- Problem description: All records are to be reproduced verbatim, with images omitted.

═══ Input data

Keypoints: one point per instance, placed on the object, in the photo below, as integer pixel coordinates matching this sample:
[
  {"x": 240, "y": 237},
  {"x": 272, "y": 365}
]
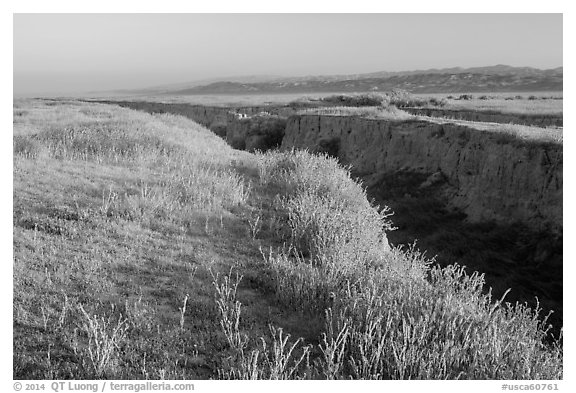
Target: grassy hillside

══════

- Response to this exercise:
Keypoints: one point per instance, placed on the object, in the photo below, as integer pixel coordinates matching this sample:
[
  {"x": 240, "y": 237},
  {"x": 272, "y": 365}
]
Target: grassy hillside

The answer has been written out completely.